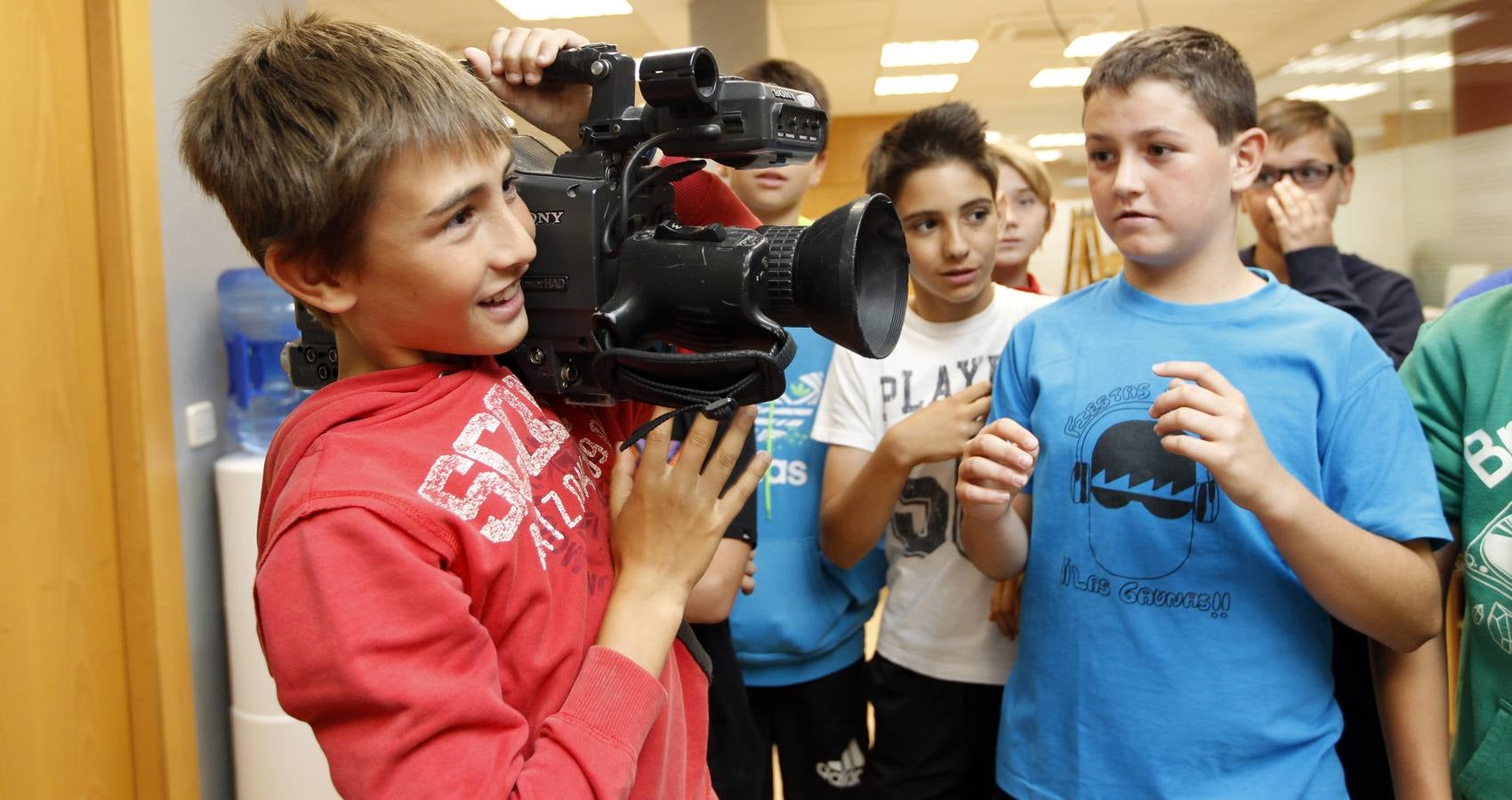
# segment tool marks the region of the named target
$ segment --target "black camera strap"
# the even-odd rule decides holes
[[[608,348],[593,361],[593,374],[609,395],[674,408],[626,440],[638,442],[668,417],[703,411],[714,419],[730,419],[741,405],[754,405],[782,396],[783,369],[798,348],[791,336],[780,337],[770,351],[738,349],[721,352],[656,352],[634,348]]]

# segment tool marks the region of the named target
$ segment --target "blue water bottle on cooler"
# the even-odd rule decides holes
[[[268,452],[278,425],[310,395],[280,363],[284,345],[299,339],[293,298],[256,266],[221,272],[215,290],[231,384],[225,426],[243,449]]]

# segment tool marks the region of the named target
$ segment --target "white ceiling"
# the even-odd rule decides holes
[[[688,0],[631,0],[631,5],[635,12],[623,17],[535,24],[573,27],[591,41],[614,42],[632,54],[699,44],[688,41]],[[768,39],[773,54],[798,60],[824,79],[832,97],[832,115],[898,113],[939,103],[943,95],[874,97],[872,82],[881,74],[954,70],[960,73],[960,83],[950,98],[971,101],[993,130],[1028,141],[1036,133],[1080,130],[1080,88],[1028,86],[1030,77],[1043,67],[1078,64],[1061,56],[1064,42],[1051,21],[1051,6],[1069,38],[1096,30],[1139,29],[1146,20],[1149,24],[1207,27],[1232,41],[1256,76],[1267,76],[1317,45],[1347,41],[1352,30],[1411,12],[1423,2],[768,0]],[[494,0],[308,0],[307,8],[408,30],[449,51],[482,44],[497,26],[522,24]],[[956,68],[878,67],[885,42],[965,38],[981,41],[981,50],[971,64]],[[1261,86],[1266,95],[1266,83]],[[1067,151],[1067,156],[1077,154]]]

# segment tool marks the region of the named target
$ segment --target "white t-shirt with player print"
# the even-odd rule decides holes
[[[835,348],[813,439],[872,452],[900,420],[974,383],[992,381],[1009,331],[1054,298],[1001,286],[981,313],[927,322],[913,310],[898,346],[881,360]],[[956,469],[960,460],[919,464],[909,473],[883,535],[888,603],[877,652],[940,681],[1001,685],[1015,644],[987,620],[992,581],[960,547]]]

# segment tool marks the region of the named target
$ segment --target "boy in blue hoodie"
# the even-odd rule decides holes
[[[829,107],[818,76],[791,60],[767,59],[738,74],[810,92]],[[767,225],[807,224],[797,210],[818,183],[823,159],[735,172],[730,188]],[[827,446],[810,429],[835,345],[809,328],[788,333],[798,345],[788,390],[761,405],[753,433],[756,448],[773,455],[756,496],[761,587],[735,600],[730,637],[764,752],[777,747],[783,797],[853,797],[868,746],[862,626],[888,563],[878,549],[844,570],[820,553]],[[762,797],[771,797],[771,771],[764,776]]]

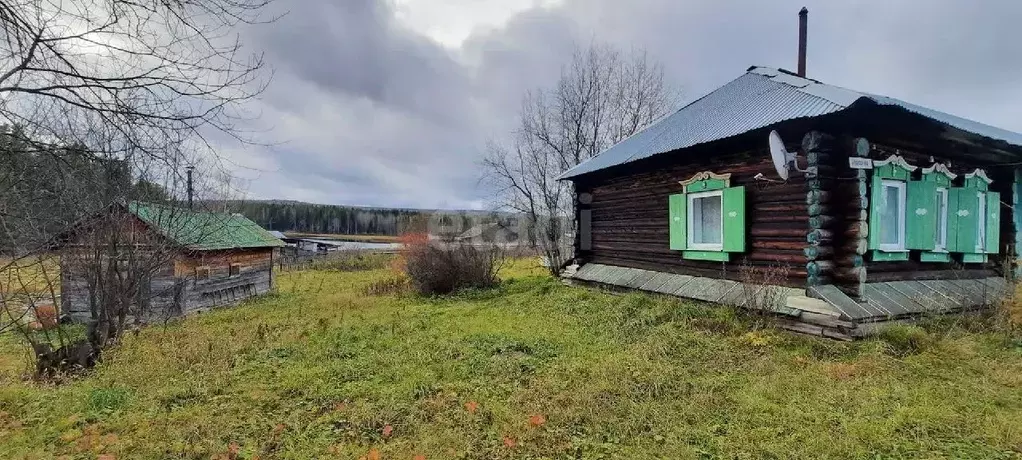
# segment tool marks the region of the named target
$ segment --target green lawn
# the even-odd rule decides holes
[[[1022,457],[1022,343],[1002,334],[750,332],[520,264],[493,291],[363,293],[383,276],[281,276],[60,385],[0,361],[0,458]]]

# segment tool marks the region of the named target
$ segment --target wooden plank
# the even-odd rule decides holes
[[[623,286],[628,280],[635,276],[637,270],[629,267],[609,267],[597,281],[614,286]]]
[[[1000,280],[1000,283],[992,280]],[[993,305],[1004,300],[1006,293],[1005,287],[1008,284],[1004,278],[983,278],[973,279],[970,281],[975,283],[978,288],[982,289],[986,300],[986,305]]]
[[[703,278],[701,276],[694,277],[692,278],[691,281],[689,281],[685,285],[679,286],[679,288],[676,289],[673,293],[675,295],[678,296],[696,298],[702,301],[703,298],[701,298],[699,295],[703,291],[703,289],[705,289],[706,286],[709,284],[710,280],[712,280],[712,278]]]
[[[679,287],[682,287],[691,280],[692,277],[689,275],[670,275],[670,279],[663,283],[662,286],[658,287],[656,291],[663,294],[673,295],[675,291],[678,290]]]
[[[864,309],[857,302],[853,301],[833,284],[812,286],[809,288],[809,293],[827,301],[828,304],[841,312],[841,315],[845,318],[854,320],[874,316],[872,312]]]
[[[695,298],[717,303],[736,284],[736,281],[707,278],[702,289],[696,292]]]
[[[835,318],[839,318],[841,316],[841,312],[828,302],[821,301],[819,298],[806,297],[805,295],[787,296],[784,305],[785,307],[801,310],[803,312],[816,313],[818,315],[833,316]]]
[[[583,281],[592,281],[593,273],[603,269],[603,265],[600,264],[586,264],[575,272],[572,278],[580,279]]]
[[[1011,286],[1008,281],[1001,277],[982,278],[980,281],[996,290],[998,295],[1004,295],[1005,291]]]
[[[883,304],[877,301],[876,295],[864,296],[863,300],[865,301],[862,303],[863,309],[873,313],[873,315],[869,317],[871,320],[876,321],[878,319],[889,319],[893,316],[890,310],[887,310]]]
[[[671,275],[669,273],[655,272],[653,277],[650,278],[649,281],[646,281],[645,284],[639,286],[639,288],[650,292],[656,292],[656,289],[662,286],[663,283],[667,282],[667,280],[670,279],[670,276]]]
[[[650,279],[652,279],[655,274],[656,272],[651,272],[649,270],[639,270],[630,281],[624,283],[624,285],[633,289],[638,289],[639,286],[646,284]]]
* * *
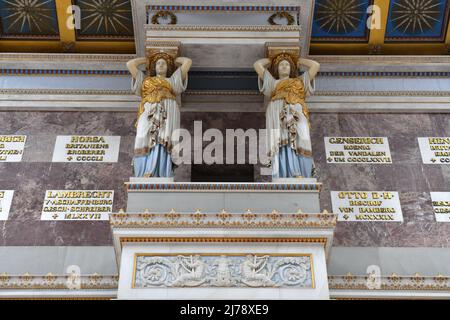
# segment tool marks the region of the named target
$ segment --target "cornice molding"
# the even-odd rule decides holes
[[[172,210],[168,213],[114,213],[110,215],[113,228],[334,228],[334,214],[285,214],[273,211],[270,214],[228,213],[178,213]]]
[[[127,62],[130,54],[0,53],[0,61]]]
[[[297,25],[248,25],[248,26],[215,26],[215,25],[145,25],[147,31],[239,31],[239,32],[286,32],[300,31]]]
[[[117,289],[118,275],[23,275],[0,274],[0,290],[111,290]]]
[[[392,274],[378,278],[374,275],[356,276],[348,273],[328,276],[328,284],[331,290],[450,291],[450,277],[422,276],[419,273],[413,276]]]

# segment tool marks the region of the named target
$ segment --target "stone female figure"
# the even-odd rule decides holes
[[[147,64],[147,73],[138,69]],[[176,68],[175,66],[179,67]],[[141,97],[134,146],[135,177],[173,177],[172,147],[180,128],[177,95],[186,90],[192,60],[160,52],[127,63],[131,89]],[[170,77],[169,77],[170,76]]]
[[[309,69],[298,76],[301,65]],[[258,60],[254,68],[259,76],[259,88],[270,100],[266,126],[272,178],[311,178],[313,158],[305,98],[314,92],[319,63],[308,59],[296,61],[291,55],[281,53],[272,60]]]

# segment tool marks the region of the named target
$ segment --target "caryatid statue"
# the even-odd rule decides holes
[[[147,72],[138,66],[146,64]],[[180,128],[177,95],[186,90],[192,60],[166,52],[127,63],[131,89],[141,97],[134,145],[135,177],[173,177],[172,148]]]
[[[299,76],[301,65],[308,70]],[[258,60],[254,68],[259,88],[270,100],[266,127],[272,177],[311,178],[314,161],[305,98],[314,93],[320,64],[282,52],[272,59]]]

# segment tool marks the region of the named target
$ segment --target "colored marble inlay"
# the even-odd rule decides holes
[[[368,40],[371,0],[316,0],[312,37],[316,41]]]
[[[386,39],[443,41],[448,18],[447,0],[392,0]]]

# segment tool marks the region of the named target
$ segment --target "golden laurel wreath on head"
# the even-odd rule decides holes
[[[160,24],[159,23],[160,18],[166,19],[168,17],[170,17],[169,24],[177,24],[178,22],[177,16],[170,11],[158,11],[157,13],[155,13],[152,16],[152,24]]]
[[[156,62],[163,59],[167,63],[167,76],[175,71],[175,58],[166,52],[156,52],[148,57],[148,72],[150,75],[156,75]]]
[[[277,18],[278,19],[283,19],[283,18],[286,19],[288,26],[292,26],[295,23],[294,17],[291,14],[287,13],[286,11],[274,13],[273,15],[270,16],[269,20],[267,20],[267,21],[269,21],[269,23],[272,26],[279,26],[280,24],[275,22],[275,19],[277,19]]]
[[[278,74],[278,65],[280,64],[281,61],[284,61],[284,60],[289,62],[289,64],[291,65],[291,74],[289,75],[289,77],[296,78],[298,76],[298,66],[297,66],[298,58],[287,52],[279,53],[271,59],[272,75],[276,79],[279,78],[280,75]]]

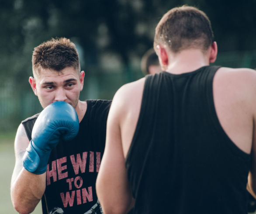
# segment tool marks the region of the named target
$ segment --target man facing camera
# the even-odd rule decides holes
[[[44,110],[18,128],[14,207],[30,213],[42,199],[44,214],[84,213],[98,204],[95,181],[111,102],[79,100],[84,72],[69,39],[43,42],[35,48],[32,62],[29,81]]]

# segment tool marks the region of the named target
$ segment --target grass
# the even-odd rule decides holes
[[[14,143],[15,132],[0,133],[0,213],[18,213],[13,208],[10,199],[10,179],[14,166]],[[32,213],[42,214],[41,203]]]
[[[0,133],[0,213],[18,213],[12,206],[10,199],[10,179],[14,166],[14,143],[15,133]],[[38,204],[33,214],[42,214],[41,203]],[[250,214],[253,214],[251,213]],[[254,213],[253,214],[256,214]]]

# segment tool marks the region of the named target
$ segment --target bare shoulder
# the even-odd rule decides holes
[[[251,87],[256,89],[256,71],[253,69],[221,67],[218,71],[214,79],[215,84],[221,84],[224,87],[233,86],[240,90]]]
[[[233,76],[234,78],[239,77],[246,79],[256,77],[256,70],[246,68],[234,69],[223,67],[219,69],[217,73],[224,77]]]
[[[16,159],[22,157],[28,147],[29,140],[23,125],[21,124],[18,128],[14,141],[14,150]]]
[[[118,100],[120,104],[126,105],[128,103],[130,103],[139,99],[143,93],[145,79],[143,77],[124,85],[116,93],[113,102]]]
---
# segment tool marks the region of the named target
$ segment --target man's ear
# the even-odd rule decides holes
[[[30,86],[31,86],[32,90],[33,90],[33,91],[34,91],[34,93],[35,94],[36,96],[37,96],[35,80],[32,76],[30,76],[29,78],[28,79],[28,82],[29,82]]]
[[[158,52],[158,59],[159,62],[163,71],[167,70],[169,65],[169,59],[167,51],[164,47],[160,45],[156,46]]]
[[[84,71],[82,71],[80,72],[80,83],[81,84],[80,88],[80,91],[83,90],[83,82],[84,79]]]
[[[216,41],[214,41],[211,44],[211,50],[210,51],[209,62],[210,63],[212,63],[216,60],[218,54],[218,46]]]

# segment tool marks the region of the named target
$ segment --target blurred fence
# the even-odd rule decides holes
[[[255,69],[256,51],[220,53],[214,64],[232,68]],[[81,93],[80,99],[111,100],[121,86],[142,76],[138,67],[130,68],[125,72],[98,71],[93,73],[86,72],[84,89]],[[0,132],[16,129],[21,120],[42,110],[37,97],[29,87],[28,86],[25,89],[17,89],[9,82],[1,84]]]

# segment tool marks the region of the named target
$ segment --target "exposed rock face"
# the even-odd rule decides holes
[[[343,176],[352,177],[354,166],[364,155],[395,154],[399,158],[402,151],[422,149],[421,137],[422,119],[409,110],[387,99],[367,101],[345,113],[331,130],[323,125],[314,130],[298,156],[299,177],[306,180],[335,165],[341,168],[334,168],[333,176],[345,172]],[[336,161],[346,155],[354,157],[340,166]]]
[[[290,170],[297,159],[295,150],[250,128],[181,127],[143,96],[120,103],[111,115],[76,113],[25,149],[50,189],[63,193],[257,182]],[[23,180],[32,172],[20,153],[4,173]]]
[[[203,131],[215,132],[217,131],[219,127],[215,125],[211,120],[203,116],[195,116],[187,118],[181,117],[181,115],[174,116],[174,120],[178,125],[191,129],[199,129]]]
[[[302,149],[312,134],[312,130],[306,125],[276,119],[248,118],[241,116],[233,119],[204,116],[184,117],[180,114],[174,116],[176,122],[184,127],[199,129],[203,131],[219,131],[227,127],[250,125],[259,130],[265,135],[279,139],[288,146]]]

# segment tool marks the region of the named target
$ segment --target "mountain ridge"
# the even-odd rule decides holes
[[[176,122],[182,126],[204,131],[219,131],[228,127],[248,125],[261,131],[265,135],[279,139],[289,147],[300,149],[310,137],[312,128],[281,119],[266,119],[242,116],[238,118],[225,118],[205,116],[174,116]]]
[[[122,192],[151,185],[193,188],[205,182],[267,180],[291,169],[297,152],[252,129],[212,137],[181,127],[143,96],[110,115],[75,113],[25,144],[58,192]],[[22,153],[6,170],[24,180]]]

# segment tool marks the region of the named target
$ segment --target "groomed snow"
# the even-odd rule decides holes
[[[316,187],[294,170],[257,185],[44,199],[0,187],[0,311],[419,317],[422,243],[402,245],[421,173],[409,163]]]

> **Exercise details**
Extract every line of the records above that contains the word "blue".

> **Reply**
$ segment --target "blue water bottle on cooler"
$ segment --target "boy in blue hoodie"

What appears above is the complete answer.